* **Excerpt**
CVS and Walgreens hit with more opioid-related lawsuits—a newly approved pain pill could help them turn the page

The news: The US Department of Justice (DOJ) recently sued CVS and Walgreens, alleging that both companies dispensed unlawful prescriptions for controlled substances like opioids and sought reimbursement for the medications from federal healthcare programs.

The DOJ also alleged the companies violated the Controlled Substances Act and the False Claims Act.

Zooming out: The opioid epidemic has plagued the US. Nearly 727,000 people died from an opioid overdose from 1999 to 2022, according to the CDC.

A number of players that have either manufactured, dispensed, or marketed opioids have also faced consequences.

  • The Sackler family and Purdue Pharma—makers of the addictive opioid painkiller OxyContin—recently reached a $7.4 billion settlement with a coalition of 15 states for their role in the epidemic. The settlement bars the family from selling opioids in the US and ends its control of Purdue.
  • CVS, Walgreens, and Rite Aid have also settled with states and cities across the US to resolve claims brought against them for their roles in the crisis.
  • And Publicis Health, part of ad agency titan Publicis Groupe, agreed to pay $350 million for its role in marketing opioids. Publicis executed on Purdue’s “Evolve to Excellence” strategy, which flooded doctors who prescribed the most OxyContin with marketing and sales outreach. The strategy was developed by McKinsey (who also settled with the DOJ for $650 million).

Yes, but: Americans are still in pain—over 80 million people are prescribed medication for acute pain in the US each year—and they need non-habit-forming treatments that can address it.

* **Study questions**
• 1. Why did Publicis Health agree to pay $350 million, according to the article on opioid lawsuits?
• 2. From the article on opioid lawsuits, extract the passage that begins at the words "Yes, but: Americans" and stops after "can address it.".

* **Supplied records**
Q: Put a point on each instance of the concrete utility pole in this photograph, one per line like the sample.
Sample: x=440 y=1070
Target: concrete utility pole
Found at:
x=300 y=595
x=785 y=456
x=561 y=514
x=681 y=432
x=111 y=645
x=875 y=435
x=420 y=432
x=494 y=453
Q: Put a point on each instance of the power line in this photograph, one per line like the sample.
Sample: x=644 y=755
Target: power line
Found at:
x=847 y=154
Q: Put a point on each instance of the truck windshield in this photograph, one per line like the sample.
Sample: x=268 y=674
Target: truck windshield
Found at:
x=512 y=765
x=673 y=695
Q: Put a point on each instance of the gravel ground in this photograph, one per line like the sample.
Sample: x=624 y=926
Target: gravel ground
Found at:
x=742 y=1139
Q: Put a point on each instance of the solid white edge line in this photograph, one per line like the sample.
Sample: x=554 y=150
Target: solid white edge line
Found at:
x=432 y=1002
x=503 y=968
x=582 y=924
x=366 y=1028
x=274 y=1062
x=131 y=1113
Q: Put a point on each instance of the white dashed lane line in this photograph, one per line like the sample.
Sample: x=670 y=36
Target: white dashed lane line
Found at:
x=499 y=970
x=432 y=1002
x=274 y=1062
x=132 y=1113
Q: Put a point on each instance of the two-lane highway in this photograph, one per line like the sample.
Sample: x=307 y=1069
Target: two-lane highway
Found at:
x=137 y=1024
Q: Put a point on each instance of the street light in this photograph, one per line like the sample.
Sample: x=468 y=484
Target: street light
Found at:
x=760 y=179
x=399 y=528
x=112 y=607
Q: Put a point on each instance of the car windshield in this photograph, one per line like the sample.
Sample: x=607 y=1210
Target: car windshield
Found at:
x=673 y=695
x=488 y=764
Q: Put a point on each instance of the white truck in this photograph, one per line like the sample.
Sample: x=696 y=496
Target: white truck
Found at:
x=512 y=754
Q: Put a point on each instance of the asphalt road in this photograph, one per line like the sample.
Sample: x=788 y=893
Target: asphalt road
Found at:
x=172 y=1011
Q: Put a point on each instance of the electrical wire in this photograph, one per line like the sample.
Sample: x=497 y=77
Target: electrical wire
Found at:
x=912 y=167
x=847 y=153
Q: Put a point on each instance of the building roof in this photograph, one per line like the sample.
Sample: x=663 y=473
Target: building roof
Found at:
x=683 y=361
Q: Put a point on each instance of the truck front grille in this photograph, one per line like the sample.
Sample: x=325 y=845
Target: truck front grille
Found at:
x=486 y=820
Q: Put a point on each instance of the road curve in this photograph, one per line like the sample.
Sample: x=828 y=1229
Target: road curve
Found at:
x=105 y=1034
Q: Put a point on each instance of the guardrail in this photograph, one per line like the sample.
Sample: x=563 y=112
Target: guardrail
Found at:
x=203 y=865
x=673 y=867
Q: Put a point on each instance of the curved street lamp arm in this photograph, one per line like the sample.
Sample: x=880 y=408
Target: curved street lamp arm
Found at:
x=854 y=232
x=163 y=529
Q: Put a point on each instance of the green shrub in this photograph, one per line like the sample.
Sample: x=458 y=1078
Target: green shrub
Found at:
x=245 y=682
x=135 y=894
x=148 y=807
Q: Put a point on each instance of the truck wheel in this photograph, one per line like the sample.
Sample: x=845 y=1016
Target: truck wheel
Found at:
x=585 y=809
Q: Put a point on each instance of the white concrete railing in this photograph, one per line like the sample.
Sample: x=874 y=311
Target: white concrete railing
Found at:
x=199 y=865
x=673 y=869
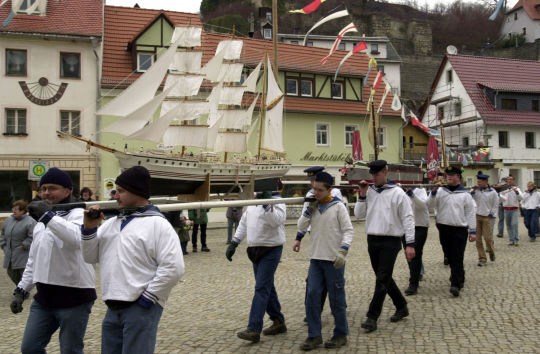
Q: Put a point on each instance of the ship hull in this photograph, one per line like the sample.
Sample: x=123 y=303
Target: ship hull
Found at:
x=172 y=176
x=399 y=173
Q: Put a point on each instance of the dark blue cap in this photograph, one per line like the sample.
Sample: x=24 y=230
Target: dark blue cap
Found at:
x=312 y=171
x=324 y=177
x=451 y=170
x=376 y=166
x=56 y=176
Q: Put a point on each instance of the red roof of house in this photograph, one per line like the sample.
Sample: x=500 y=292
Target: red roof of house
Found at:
x=122 y=25
x=504 y=75
x=532 y=8
x=80 y=17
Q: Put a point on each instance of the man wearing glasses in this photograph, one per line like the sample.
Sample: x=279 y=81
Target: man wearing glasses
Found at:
x=65 y=283
x=389 y=215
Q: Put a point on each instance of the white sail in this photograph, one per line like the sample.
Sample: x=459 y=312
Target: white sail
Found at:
x=232 y=48
x=186 y=135
x=183 y=85
x=212 y=69
x=187 y=36
x=142 y=90
x=274 y=92
x=187 y=63
x=231 y=142
x=251 y=81
x=213 y=102
x=273 y=128
x=232 y=95
x=189 y=110
x=155 y=130
x=137 y=119
x=230 y=73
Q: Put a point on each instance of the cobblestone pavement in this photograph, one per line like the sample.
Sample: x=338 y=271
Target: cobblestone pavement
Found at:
x=498 y=310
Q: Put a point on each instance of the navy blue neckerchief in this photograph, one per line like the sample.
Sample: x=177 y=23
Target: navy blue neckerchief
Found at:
x=389 y=184
x=127 y=215
x=459 y=189
x=323 y=207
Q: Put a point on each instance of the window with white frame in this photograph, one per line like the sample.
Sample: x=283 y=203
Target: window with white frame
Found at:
x=16 y=62
x=15 y=121
x=70 y=65
x=70 y=122
x=382 y=137
x=349 y=134
x=292 y=87
x=337 y=90
x=307 y=88
x=144 y=61
x=322 y=130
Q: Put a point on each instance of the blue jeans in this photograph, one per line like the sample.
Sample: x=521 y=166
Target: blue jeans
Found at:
x=231 y=223
x=130 y=330
x=511 y=218
x=265 y=299
x=44 y=321
x=531 y=222
x=501 y=220
x=323 y=273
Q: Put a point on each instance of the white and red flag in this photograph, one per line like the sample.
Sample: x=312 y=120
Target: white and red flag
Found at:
x=308 y=8
x=358 y=48
x=357 y=147
x=434 y=161
x=349 y=28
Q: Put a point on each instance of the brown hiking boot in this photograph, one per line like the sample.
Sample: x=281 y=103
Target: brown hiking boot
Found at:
x=311 y=343
x=336 y=342
x=249 y=335
x=276 y=328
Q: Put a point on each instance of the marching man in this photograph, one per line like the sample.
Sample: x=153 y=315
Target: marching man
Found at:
x=140 y=262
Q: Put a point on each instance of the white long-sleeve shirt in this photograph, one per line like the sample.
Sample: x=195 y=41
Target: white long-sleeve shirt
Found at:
x=387 y=213
x=531 y=200
x=262 y=227
x=510 y=198
x=419 y=201
x=331 y=230
x=143 y=258
x=455 y=208
x=55 y=255
x=487 y=201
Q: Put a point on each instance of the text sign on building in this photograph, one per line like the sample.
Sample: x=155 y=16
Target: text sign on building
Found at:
x=37 y=169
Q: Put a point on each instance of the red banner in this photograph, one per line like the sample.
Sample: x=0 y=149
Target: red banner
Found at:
x=433 y=159
x=357 y=147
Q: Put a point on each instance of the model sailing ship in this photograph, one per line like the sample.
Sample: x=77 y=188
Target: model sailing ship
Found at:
x=356 y=170
x=227 y=127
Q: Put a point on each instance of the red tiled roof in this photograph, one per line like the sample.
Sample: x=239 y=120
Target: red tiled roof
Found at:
x=122 y=25
x=75 y=17
x=532 y=8
x=512 y=87
x=473 y=70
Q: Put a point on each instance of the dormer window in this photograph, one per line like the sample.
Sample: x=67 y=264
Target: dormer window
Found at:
x=144 y=61
x=26 y=4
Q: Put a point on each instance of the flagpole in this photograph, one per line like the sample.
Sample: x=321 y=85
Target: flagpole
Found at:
x=443 y=143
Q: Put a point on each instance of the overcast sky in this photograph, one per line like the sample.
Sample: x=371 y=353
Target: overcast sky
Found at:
x=193 y=5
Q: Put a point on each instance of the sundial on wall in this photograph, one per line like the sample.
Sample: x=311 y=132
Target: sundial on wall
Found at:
x=43 y=92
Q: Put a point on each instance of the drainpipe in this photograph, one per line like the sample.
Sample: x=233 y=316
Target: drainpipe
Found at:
x=95 y=45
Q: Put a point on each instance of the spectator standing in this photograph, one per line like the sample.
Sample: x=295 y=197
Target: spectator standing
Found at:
x=15 y=240
x=531 y=205
x=200 y=220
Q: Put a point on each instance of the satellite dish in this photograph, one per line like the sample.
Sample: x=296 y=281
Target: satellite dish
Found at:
x=451 y=50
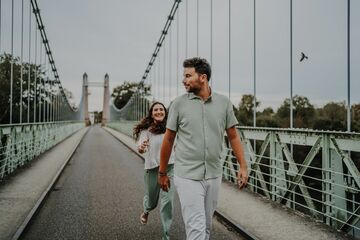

* **Solved problems**
• 1. It paid for its role in marketing opioids. Publicis executed Purdue's "Evolve to Excellence" strategy, which flooded the doctors who prescribed the most OxyContin with marketing and sales outreach.

• 2.
Yes, but: Americans are still in pain—over 80 million people are prescribed medication for acute pain in the US each year—and they need non-habit-forming treatments that can address it.